__REQUIRED WORK__.
Could you output the whole listing exactly as it stands, minus any images?

__RECORD EXTRACTS__.

--*--

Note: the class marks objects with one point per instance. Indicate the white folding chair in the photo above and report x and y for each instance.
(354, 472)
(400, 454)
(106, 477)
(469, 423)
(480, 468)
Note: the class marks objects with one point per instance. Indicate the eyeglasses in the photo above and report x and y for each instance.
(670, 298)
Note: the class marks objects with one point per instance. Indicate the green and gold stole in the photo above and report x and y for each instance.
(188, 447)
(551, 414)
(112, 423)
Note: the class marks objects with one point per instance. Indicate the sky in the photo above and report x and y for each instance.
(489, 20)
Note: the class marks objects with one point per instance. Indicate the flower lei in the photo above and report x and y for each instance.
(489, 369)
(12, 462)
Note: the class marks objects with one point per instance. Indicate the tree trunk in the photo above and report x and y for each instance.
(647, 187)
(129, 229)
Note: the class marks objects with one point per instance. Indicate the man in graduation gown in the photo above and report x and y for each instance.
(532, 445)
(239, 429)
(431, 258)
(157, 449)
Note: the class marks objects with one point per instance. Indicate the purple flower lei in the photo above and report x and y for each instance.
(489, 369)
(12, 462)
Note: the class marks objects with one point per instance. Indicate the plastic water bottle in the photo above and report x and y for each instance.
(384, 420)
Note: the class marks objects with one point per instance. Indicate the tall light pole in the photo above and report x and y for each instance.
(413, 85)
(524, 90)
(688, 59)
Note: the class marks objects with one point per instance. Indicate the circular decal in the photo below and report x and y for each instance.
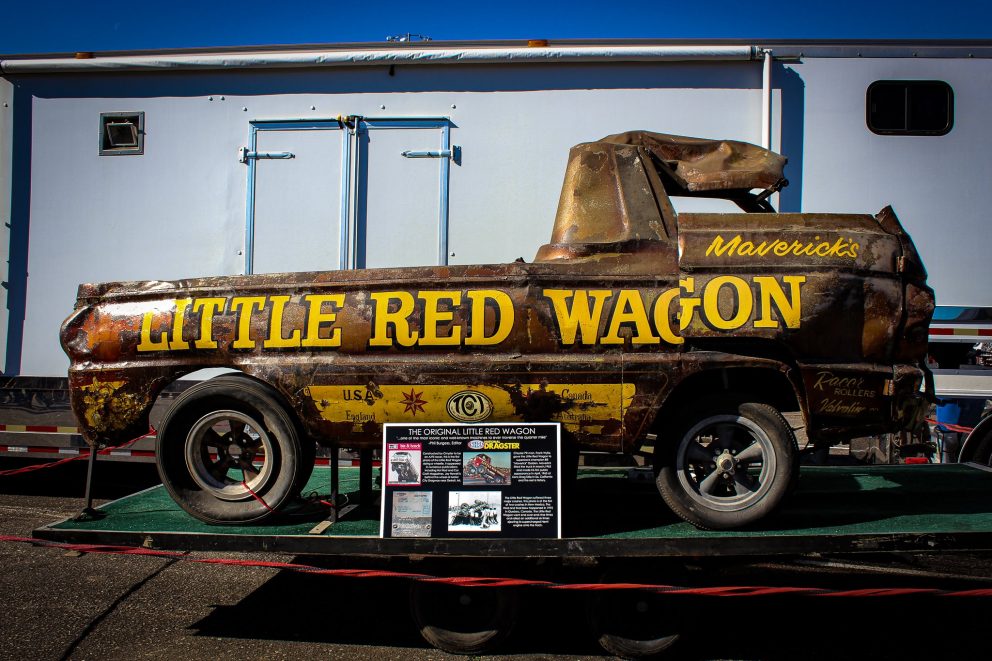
(469, 406)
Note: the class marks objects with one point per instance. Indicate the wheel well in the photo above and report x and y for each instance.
(173, 389)
(761, 385)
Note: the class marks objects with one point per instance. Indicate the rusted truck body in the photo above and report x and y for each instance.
(634, 320)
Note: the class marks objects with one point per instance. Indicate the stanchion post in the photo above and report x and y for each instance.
(365, 478)
(335, 484)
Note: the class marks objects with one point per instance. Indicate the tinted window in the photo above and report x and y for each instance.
(910, 107)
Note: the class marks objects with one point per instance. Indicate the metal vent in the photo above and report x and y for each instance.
(122, 133)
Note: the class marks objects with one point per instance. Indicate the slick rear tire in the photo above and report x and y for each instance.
(631, 624)
(727, 465)
(228, 452)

--*--

__PROBLEM SOLUTION__.
Note: the class marks objects with one point per instance. Indicate the white folding chair in the photo above and report x and y for each instance.
(354, 472)
(400, 454)
(106, 477)
(469, 423)
(480, 468)
Note: the class marks objects with one point per instance. Indicate the eyeglasses in the photo above and report x and y for each instance.
(670, 298)
Note: the class marks objects with one point per instance. Indicate the green and gold stole in the photo above and report x and y for each instance.
(188, 447)
(551, 414)
(112, 423)
Note: the class marks objects with one point per instance. Indicate the sky in the photo above and report x and y for each instance.
(489, 20)
Note: the class marks objects with one point per instance. Indicate the flower lei in the photo above and report x and y for each instance.
(489, 369)
(12, 462)
Note: the class marks objects with one point per instance. Indicate the tree trunk in the photo above and report x and y for each instance.
(647, 187)
(129, 229)
Note: the class marks objects with one point per instance. Indicate the man in graduation gown in the photo above and report x and y for each instance.
(532, 445)
(239, 429)
(431, 258)
(157, 449)
Note: the class marks objects with one point per instance. Indicate the purple flower lei in the photo above and report x and y for each instance.
(489, 369)
(12, 462)
Note: the class marks objects with one point per instance. Indicate the plastic water bottle in the photo above and report x and y for each instance.
(384, 420)
Note: the class marks objects with one point per instance. Indicate the tall light pole in the photo above and report x and y for each instance.
(413, 85)
(524, 90)
(688, 59)
Note: the class marks objects with one point per instance. Indicate the circular decal in the photo below and report x and y for each instance.
(469, 406)
Note: the class marks objects with one point per instance. Indicate the wheel well in the photo above and report x and y for each instance.
(173, 389)
(761, 385)
Note: the class marks objects with one point per instance. Indicate the rusted truck body in the photo above and report x and y for each instance.
(634, 320)
Note: the class marks objects with one point per instance. Indicate the stanchion post in the photo above and report x and y for each instance.
(365, 478)
(335, 484)
Note: the class marks objects with one point per instance. Indicate the tinted window in the photo above and report x and y for each instance.
(910, 107)
Note: the class marks objects with one point per instance. Indicate the metal vent in the photo above and report x and y for each instance.
(122, 133)
Note: the class marks objects with one point per instance. Indicate the slick rear tire in the photo above and report x and y for each instance.
(631, 624)
(727, 465)
(228, 452)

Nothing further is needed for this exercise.